US Sens. Chris Van Hollen (D-Md.) and Jeff Merkley (D-Ore.)

US Sens. Chris Van Hollen (D-Md.) and Jeff Merkley (D-Ore.) discuss their efforts to visit the Gaza Strip in a video filmed at a Jordanian air force base and posted online August 30, 2025.

(Photo by Chris Van Hollen/X)

US Lawmakers Urged to Follow Merkley and Van Hollen's Lead After Senators Denied Access to Gaza

CAIR said that they "have taken a bold and necessary step by confronting the Israeli-manufactured and US-backed humanitarian calamity in Gaza head-on. Their mission must not stand alone."

The largest Muslim civil rights and advocacy group in the United States is calling on US lawmakers to follow in the footsteps of Sens. Jeff Merkley and Chris Van Hollen, who on Saturday shared a video about their unsuccessful attempts to visit—or even just fly over—the Gaza Strip during Israel's ongoing assault.

"Sens. Van Hollen and Merkley have taken a bold and necessary step by confronting the Israeli-manufactured and US-backed humanitarian calamity in Gaza head-on," the Council on American-Islamic Relations (CAIR) said in a statement late Saturday. "Their mission must not stand alone."

"Israel's barring them entry to Gaza underscores the urgency of taking decisive steps to end its rampage of death, violence, and destruction," CAIR continued. "Members of Congress must utilize every tool—diplomatic, legal, and legislative—to ensure that our nation's values and laws demand an end to civilian suffering. The crisis in Gaza is not abstract—it is a matter of life and death. We call on our representatives to act urgently and courageously."

Merkley (D-Ore.) and Van Hollen (D-Md.) documented their Middle East trip on social media, sharing updates from a United Nations World Food Program site in Israel; Kfar Aza, a kibbutz attacked by Hamas on October 7, 2023; the Kerem Shalom border crossing; the illegally occupied West Bank, where Palestinians face violence from Israeli settlers and soldiers; and a Jordanian air force base.

In the air force base video, Merkley and Van Hollen—both members of the Senate Appropriations and Foreign Relations committees—talk about their efforts to witness firsthand the sweeping destruction and famine in Gaza at the hands of Israeli forces armed and otherwise supported by the US government.

Both men have repeatedly backed Sen. Bernie Sanders' (I-Vt.) resolutions—introduced during both the Biden and Trump administrations—that would prevent the sale of certain offensive American weaponry to Israel, as have a growing number of Senate Democrats. The most recent vote was last month, and a majority of the chamber's Democratic caucus voted in favor.

In addition to reiterating their calls for a ceasefire and the return of remaining hostages that Palestinian militants took from Israel in 2023, in Saturday's clip, the senators discuss Jordanian airdrops—as Israel has limited the flow of food and other essentials—and stressed that, as Van Hollen puts it, "we need to surge humanitarian aid into Gaza."

"People are starving, and anybody who tells you that people are not starving in Gaza is lying to you," he continues. "And it's outrageous that the United States of America, at the UN, was the country that voted no on a resolution saying that we need to end the manmade starvation in Gaza. Anyone who denies that is lying to you."

[Source excerpt]
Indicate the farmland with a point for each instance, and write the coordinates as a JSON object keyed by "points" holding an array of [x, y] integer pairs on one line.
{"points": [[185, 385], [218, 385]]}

[Work to be completed]
Answer these from the article on the senators' Gaza trip:
1. Which organization issued the statement urging other lawmakers to follow the two senators?
2. Which border crossing is among the places the senators shared updates from?
3. On which two Senate committees do both senators serve?

[Response to the task]
1. The Council on American-Islamic Relations (CAIR)
2. The Kerem Shalom border crossing
3. The Senate Appropriations and Foreign Relations committees